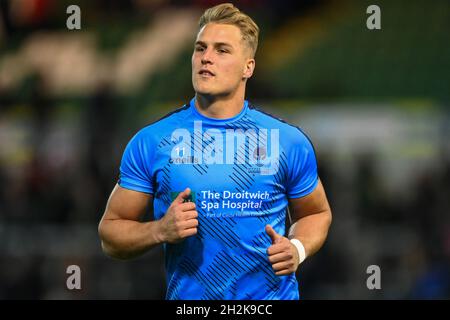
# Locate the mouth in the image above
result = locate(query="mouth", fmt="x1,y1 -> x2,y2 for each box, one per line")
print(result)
198,69 -> 215,77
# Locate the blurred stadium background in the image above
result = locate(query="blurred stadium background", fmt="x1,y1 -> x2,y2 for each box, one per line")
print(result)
0,0 -> 449,299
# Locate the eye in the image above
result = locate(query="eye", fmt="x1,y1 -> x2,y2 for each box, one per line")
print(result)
218,49 -> 228,54
195,46 -> 205,52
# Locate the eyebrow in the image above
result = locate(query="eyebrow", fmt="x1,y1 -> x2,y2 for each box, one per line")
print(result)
195,41 -> 233,49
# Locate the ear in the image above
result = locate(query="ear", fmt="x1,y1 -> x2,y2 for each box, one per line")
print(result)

-=-=-

A faithful copy is needed: reproduce all of the data above, leaving the pictures out.

# Locate the mouth in the image above
result = locate(query="mouth", fmt="x1,y1 -> x2,y2 for each box, one per line")
print(result)
198,69 -> 215,77
# Locate the blurred stadium background in the image above
result = locate(query="blurred stadium background", fmt="x1,y1 -> x2,y2 for each box, one per line")
print(result)
0,0 -> 449,299
# Locate the eye in the image above
result = locate(query="eye", fmt="x1,y1 -> x2,y2 for each box, one per line")
print(result)
218,49 -> 228,54
195,46 -> 205,52
# Locate the eyebrow in the image above
result = locate(query="eyebrow", fmt="x1,y1 -> x2,y2 for each box, one per line")
print(result)
195,41 -> 233,49
# Locate the ear in the image above
result = locate(query="ear", fmt="x1,y1 -> x2,y2 for each box, one per line")
print(result)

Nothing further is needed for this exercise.